Instructions for the task:
Please answer these from the abstract on the Thermotoga thermarum β-xylosidase:
(a) How many amino acid residues does the protein encoded by the cloned gene contain?
(b) At what pH and temperature was the enzyme's optimal activity obtained?
(c) What is the enzyme's K-i value for xylose?

Selected excerpt:

·····

Biochemical properties of a novel thermostable and highly xylose-tolerant β-xylosidase/α-arabinosidase from Thermotoga thermarum

Background: beta-Xylosidase is an important constituent of the hemicellulase system and it plays an important role in hydrolyzing xylooligosaccharides to xylose. Xylose, a useful monose, has been utilized in a wide range of applications such as food, light, chemical as well as energy industry. Therefore, the xylose-tolerant beta-xylosidase with high specific activity for bioconversion of xylooligosaccharides has a great potential in the fields as above. Results: A beta-xylosidase gene (Tth xynB3) of 2,322 bp was cloned from the extremely thermophilic bacterium Thermotoga thermarum DSM 5069 that encodes a protein containing 774 amino acid residues, and was expressed in Escherichia coli BL21 (DE3). The phylogenetic trees of beta-xylosidases were constructed using Neighbor-Joining (NJ) and Maximum-Parsimony (MP) methods. The phylogeny and amino acid analysis indicated that the Tth xynB3 beta-xylosidase was a novel beta-xylosidase of GH3. The optimal activity of the Tth xynB3 beta-xylosidase was obtained at pH 6.0 and 95 degrees C and was stable over a pH range of 5.0-7.5 and exhibited 2 h half-life at 85 C. The kinetic parameters Km and V-max values for p-nitrophenyl-beta-D-xylopyranoside and p-nitrophenyl-alpha-L-arabinofuranoside were 0.27 mM and 223.3 U/mg, 0.21 mM and 75 U/mg, respectively. The k(cat)/K-m values for p-nitrophenyl-beta-D-xylopyranoside and p-nitrophenyl-a-L-arabinofuranoside were 1,173.4 mM(-1) s(-1) and 505.9 mM(-1) s-1, respectively. It displayed high tolerance to xylose, with K-i value approximately 1000 mM. It was stimulated by xylose at higher concentration up to 500 mM, above which the enzyme activity of Tth xynB3 beta-xylosidase was gradually decreased. However, it still remained approximately 50% of its original activity even if the concentration of xylose was as high as 1000 mM. It was also discovered that the Tth xynB3 beta-xylosidase exhibited a high hydrolytic activity on xylooligosaccharides. When 5% substrate was incubated with 0.3 U Tth xynB3 beta-xylosidase in 200 mu L reaction system for 3 h, almost all the substrate was biodegraded into xylose. Conclusions: The article provides a useful and novel beta-xylosidase displaying extraordinary and desirable properties: high xylose tolerance and catalytic activity at temperatures above 75 degrees C, thermally stable and excellent hydrolytic activity on xylooligosaccharides.

·····

Raw data:

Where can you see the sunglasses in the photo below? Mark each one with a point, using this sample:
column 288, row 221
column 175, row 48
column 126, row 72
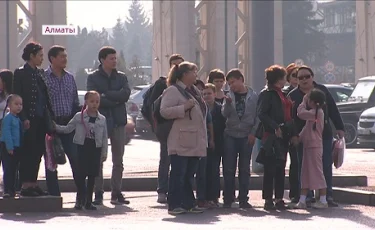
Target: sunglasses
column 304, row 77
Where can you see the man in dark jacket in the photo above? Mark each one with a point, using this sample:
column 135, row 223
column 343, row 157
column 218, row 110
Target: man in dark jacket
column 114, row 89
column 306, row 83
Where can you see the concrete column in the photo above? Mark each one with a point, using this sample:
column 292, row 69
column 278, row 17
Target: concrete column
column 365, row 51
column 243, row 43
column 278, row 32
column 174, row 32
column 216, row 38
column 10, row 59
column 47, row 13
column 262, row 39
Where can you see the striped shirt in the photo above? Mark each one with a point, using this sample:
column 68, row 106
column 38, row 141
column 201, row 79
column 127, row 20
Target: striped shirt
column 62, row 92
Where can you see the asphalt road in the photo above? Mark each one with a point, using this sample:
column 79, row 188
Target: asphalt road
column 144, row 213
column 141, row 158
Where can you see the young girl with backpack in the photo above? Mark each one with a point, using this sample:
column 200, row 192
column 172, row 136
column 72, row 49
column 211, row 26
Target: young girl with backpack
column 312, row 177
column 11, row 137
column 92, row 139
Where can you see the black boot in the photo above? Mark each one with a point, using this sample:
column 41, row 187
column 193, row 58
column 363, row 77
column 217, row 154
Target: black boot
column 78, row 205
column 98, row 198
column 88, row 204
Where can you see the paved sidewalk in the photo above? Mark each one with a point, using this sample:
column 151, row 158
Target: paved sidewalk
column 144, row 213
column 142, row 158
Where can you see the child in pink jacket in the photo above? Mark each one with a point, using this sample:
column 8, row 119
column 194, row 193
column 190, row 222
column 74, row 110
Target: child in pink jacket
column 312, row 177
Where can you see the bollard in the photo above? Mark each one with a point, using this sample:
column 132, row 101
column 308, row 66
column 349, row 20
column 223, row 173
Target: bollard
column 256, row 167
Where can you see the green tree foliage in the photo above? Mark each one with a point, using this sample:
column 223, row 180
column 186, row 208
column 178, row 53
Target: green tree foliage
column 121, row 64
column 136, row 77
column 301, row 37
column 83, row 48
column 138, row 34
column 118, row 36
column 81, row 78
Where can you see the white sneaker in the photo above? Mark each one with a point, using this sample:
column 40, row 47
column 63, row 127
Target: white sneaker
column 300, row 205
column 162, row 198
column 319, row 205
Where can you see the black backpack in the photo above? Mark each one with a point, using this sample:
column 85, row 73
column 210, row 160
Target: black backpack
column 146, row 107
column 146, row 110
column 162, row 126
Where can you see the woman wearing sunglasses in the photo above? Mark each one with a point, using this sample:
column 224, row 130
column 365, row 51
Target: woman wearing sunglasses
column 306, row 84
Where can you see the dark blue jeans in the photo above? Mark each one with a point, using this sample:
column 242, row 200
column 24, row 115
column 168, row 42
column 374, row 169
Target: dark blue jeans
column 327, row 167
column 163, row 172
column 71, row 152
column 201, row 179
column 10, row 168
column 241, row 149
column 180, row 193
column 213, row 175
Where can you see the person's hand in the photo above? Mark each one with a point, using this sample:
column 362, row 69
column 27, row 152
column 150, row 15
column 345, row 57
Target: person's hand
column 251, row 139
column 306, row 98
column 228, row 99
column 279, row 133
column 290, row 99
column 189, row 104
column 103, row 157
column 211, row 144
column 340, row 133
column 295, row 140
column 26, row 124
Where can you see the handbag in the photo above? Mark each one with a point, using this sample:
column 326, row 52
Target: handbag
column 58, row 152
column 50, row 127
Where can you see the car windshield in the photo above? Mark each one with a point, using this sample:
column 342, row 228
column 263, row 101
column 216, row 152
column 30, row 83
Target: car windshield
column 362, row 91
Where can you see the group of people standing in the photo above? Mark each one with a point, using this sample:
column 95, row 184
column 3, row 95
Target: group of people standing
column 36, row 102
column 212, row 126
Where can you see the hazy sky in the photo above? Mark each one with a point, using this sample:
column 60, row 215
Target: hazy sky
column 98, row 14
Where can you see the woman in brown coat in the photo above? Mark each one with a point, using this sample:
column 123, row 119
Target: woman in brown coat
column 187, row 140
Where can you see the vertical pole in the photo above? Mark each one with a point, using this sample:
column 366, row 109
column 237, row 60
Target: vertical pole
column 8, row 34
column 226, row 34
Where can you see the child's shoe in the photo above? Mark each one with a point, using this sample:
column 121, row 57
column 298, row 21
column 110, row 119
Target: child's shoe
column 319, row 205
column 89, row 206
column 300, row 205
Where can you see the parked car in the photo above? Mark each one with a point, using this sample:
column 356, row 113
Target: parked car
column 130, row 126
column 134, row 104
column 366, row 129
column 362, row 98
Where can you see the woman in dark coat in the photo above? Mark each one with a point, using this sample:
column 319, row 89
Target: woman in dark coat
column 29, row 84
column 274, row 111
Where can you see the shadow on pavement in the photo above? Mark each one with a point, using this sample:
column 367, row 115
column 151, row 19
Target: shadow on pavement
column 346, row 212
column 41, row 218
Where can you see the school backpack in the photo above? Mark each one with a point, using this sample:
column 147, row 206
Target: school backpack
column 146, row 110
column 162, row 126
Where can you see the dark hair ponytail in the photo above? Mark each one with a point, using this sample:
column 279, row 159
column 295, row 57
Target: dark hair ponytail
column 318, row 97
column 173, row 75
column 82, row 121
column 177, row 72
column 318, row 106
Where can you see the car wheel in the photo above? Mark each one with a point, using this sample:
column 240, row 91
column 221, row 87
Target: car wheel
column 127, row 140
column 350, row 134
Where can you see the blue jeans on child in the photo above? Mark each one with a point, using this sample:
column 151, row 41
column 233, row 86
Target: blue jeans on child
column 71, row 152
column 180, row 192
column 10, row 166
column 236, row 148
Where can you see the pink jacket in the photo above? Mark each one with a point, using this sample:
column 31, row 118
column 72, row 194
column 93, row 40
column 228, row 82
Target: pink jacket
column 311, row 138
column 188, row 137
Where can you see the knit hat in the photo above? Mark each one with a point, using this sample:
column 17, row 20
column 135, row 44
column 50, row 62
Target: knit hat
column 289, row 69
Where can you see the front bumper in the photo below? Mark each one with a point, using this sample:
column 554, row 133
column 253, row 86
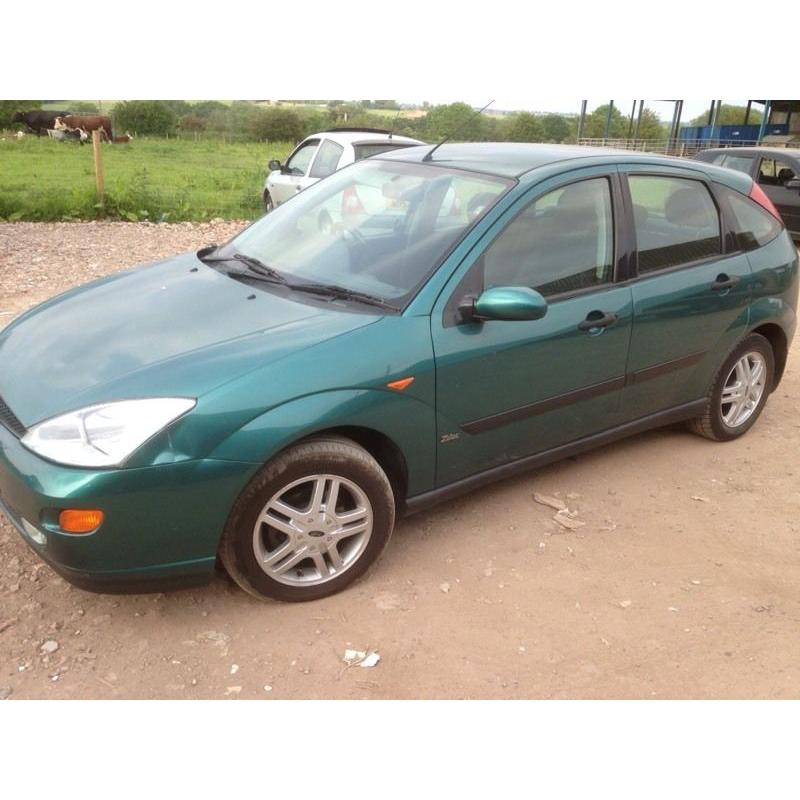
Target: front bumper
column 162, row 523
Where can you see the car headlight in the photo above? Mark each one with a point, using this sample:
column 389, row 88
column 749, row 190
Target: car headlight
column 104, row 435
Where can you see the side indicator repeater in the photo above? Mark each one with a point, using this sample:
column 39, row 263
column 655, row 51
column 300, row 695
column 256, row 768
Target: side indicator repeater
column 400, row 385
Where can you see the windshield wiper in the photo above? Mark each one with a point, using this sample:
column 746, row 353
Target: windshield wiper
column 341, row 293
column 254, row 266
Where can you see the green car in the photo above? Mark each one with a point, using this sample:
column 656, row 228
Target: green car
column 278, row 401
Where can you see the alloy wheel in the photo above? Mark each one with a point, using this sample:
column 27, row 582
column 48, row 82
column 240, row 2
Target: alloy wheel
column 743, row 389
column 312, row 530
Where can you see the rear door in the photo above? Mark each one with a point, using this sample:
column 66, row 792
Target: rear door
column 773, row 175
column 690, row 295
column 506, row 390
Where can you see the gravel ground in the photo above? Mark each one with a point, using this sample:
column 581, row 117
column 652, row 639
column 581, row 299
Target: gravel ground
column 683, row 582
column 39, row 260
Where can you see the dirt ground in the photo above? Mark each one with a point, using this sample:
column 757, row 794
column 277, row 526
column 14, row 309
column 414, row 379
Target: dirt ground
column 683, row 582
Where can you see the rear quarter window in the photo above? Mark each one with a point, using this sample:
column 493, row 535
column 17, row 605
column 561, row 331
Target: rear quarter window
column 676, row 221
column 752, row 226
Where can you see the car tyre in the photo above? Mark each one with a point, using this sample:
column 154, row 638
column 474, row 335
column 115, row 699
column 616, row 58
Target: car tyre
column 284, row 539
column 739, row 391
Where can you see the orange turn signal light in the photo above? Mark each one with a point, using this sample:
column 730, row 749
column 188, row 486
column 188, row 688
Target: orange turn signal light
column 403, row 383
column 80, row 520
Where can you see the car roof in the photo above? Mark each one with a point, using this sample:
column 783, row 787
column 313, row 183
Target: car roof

·····

Result below:
(a) 774
(b) pH 6.0 and 95 degrees C
(c) Approximately 1000 mM